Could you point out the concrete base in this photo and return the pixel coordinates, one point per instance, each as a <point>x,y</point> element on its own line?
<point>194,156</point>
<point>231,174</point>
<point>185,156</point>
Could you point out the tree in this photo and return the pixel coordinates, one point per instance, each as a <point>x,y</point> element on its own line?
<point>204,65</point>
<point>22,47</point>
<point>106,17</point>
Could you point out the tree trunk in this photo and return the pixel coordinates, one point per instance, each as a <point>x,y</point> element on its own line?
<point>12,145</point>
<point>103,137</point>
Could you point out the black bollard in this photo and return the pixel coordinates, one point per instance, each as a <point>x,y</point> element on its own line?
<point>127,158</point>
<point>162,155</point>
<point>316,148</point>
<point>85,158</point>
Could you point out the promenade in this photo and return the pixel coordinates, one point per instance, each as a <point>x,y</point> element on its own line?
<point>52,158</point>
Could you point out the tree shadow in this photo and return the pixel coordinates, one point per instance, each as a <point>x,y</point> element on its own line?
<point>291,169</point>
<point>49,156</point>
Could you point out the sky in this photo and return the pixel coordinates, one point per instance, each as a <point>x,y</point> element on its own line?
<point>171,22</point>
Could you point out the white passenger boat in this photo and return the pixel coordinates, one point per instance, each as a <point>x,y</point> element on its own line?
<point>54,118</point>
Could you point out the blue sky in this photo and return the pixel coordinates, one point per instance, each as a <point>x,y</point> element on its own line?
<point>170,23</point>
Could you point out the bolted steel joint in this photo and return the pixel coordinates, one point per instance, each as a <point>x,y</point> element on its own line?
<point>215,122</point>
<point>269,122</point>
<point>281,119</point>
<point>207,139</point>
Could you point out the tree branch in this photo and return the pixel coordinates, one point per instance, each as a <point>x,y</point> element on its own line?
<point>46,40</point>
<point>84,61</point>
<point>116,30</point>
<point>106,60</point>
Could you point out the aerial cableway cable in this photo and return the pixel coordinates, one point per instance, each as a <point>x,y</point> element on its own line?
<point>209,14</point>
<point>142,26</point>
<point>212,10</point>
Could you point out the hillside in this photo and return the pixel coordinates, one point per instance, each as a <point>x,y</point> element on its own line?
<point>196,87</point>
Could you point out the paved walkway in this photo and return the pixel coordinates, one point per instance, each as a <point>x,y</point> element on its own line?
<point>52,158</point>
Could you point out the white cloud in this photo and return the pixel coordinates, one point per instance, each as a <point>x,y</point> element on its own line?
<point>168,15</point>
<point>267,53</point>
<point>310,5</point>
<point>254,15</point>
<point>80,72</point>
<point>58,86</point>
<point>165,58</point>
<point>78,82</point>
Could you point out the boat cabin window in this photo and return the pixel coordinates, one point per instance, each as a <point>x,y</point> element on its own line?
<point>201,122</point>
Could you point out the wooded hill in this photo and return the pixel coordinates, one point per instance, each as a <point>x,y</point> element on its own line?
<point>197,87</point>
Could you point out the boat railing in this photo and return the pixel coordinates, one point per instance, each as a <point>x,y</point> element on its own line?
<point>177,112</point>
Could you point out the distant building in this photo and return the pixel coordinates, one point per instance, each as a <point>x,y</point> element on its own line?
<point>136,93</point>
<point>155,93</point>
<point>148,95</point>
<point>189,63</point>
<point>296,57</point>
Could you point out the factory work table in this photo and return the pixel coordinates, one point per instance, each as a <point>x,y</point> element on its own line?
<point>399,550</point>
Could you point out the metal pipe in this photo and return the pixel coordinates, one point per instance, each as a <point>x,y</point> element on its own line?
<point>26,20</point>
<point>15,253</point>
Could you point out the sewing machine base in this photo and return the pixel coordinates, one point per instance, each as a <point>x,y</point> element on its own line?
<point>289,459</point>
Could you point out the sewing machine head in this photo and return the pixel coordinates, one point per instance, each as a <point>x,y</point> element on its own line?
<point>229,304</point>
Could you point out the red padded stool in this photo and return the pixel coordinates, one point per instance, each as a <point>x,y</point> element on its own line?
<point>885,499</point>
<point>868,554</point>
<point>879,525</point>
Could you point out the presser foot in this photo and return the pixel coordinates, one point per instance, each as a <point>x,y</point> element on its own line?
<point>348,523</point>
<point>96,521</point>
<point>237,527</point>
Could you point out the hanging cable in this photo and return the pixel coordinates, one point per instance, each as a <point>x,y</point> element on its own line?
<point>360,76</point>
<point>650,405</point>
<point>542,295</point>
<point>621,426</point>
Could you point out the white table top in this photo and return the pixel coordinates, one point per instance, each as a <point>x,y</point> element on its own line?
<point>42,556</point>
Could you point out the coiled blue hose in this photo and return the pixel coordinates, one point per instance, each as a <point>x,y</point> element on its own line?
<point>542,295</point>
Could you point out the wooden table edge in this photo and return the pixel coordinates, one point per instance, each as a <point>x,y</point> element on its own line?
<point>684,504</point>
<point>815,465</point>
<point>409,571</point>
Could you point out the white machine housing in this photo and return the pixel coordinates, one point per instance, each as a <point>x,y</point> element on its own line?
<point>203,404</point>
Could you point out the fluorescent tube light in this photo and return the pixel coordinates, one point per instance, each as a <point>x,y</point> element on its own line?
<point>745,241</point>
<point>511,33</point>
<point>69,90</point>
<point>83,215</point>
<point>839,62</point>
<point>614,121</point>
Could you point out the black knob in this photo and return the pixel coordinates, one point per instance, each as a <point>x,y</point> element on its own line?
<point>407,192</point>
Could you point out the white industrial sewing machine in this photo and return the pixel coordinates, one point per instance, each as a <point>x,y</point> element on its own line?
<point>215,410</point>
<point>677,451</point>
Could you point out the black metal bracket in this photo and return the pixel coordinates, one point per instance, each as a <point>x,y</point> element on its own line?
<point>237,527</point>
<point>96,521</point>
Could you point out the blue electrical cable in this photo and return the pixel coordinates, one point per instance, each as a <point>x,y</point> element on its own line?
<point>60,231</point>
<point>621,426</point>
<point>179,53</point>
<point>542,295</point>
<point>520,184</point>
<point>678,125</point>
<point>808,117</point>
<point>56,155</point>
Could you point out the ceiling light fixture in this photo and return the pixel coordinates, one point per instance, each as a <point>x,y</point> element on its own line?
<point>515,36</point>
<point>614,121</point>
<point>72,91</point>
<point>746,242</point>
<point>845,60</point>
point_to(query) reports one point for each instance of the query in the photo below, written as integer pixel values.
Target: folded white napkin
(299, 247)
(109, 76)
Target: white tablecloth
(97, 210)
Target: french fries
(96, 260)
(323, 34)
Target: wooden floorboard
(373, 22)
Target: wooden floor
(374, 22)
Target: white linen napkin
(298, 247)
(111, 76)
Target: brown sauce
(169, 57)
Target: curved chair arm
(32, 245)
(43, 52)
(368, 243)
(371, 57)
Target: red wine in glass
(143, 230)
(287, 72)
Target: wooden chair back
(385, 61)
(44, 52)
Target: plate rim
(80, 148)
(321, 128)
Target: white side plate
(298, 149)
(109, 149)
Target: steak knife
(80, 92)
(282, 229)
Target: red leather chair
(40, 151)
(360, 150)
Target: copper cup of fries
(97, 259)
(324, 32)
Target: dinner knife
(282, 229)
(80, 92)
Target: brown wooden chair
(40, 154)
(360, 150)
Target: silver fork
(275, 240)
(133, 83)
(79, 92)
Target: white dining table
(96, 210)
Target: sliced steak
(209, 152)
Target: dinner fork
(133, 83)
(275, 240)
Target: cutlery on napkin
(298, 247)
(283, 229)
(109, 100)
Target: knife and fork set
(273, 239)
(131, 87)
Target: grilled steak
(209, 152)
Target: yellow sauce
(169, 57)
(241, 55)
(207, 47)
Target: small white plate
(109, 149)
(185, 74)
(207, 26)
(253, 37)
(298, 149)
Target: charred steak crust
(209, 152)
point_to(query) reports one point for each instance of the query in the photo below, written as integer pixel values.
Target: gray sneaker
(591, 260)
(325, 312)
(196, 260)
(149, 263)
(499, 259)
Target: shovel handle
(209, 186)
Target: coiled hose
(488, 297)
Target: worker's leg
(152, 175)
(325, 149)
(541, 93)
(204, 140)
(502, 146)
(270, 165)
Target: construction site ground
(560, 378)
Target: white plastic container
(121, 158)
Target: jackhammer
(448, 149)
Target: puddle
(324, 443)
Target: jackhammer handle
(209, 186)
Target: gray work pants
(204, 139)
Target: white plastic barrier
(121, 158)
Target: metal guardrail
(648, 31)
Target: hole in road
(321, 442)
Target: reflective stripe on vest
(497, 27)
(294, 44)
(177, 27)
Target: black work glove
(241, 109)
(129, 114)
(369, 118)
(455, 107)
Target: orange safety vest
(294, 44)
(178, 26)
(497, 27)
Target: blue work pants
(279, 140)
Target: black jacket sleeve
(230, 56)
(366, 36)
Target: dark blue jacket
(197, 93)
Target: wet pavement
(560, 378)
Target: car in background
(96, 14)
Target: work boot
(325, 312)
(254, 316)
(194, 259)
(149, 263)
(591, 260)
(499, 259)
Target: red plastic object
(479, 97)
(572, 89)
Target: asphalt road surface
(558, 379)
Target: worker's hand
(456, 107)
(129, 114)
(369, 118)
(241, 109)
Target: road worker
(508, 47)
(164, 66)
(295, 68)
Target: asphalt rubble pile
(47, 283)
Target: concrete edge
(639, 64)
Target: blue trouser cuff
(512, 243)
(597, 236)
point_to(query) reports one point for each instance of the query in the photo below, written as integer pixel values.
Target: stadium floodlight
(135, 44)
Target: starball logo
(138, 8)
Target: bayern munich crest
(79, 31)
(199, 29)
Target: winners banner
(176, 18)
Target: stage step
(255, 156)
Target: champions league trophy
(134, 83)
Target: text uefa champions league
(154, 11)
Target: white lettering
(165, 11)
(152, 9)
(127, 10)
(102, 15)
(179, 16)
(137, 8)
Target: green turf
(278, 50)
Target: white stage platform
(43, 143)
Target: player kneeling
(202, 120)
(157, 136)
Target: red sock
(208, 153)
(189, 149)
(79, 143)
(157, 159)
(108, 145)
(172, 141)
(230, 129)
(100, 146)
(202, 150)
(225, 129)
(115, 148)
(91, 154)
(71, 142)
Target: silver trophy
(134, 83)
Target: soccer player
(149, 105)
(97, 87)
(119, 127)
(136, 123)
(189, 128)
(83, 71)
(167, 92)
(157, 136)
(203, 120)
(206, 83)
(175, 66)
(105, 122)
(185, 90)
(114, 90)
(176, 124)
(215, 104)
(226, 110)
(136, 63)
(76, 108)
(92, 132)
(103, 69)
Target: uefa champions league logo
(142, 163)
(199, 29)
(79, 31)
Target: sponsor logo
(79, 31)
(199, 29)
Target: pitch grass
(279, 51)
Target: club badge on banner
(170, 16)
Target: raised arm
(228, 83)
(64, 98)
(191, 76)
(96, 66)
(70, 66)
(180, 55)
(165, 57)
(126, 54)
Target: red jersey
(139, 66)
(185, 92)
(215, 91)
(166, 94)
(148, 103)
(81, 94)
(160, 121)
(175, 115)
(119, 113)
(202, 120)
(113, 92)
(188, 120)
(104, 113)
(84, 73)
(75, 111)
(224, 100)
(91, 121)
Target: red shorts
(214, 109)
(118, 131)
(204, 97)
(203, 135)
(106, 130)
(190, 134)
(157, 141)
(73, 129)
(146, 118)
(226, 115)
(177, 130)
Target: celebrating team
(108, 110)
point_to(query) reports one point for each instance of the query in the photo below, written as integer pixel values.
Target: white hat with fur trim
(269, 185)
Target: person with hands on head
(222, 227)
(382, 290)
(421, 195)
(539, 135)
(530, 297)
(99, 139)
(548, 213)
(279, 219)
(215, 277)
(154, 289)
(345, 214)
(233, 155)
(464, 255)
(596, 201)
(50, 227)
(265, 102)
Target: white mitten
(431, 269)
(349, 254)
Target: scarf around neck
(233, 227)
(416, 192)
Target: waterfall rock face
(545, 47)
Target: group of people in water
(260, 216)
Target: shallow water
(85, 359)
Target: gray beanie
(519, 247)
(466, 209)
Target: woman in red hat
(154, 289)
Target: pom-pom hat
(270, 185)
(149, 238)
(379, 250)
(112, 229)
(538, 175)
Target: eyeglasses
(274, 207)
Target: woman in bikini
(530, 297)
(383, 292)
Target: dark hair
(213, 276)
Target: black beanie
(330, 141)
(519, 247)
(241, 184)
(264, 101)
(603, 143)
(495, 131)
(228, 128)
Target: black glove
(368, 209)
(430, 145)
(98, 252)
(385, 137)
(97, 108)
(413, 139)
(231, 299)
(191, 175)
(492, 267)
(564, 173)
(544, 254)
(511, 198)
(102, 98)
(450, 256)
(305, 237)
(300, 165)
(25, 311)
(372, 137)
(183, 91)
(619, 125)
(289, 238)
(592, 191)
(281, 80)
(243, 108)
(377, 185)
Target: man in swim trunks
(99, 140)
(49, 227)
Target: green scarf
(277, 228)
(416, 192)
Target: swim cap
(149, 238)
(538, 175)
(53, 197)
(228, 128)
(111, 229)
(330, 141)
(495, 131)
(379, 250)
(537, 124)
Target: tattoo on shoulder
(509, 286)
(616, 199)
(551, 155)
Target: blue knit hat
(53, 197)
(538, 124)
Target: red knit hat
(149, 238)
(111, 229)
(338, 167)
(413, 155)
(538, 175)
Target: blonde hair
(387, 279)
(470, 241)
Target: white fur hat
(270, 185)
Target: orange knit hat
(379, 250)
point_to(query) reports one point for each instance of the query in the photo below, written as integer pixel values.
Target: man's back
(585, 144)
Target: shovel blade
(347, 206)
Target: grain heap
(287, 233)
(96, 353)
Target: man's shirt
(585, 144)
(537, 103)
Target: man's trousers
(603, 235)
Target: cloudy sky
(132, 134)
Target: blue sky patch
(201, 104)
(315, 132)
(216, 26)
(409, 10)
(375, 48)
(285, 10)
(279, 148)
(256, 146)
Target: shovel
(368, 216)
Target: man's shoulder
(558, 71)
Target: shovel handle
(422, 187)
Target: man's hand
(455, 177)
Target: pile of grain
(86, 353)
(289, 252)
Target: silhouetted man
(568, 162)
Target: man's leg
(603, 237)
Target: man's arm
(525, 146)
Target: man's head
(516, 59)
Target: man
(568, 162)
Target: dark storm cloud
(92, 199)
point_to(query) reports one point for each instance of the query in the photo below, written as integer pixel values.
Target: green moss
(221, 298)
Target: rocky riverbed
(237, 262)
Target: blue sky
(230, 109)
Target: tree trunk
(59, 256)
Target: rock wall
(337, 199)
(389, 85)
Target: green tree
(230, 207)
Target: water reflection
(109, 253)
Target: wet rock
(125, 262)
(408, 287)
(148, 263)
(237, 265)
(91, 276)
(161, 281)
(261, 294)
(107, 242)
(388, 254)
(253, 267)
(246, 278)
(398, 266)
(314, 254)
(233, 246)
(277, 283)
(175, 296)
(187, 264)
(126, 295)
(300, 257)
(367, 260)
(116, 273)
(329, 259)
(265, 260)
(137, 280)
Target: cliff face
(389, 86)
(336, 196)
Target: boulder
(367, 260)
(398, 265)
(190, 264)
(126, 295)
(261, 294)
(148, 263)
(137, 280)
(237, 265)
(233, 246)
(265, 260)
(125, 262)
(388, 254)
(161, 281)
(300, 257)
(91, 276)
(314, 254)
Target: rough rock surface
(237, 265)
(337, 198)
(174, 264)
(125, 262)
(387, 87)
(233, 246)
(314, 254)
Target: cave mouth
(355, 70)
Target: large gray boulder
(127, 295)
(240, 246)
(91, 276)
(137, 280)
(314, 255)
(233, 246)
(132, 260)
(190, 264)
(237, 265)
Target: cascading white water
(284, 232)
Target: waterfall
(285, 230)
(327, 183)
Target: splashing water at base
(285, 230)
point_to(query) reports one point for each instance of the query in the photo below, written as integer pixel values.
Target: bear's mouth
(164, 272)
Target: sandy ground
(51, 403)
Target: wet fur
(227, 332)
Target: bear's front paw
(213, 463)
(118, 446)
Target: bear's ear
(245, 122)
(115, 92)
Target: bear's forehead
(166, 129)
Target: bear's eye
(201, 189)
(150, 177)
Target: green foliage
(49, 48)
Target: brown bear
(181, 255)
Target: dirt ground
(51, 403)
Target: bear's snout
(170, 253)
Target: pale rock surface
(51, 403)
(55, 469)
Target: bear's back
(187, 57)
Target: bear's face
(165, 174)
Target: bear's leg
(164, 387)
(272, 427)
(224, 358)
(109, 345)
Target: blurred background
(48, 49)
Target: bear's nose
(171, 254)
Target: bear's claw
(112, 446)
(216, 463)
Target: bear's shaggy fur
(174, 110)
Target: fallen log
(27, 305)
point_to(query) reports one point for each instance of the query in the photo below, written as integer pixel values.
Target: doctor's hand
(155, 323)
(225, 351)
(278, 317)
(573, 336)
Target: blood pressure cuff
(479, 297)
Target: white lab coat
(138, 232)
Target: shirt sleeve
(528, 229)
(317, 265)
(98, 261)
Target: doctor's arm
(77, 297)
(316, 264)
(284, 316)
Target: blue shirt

= REQUEST =
Reproduce only those lines of the entries above that run from the line with "Target: green tree" to the final line.

= TASK OUTPUT =
Target: green tree
(230, 207)
Target: water reflection
(109, 253)
Target: wet rock
(125, 262)
(408, 287)
(148, 263)
(237, 265)
(91, 276)
(161, 281)
(261, 294)
(107, 242)
(388, 254)
(253, 267)
(246, 278)
(398, 266)
(314, 254)
(233, 246)
(277, 283)
(175, 296)
(187, 264)
(126, 295)
(300, 257)
(367, 260)
(116, 273)
(329, 259)
(265, 260)
(137, 280)
Target: cliff face
(389, 86)
(336, 196)
Target: boulder
(367, 260)
(398, 265)
(190, 264)
(126, 295)
(261, 294)
(148, 263)
(137, 280)
(237, 265)
(233, 246)
(265, 260)
(125, 262)
(388, 254)
(161, 281)
(300, 257)
(91, 276)
(314, 254)
Target: rough rock surface
(237, 265)
(337, 198)
(174, 264)
(125, 262)
(387, 87)
(233, 246)
(314, 254)
Target: cave mouth
(355, 70)
Target: large gray boulder
(127, 295)
(240, 246)
(91, 276)
(137, 280)
(314, 255)
(233, 246)
(132, 260)
(190, 264)
(237, 265)
Target: cascading white water
(284, 232)
Target: waterfall
(285, 230)
(327, 183)
Target: splashing water at base
(285, 230)
point_to(query) reports one point for each instance of the query in the photo below, written as integer pixel values.
Target: bear's mouth
(164, 272)
Target: sandy ground
(51, 403)
Target: wet fur
(227, 332)
Target: bear's front paw
(213, 463)
(118, 446)
Target: bear's ear
(245, 122)
(115, 92)
Target: bear's forehead
(166, 129)
Target: bear's eye
(201, 189)
(150, 177)
Target: green foliage
(49, 48)
Target: brown bear
(181, 255)
Target: dirt ground
(51, 403)
Target: bear's snout
(170, 253)
Target: pale rock surface
(51, 403)
(55, 469)
Target: bear's back
(187, 57)
Target: bear's face
(165, 174)
Target: bear's leg
(164, 387)
(272, 427)
(224, 358)
(109, 345)
Target: blurred background
(48, 49)
Target: bear's nose
(171, 254)
Target: bear's claw
(112, 446)
(216, 463)
Target: bear's shaggy fur
(174, 110)
Target: fallen log
(27, 305)
point_to(query) reports one point for each instance of the query in the photo below, written as integer pixel values.
Target: doctor's hand
(155, 323)
(225, 351)
(278, 317)
(573, 336)
Target: blood pressure cuff
(479, 297)
Target: white lab coat
(138, 232)
Target: shirt sleeve
(528, 229)
(317, 265)
(98, 261)
Target: doctor's arm
(77, 297)
(316, 264)
(284, 316)
Target: blue shirt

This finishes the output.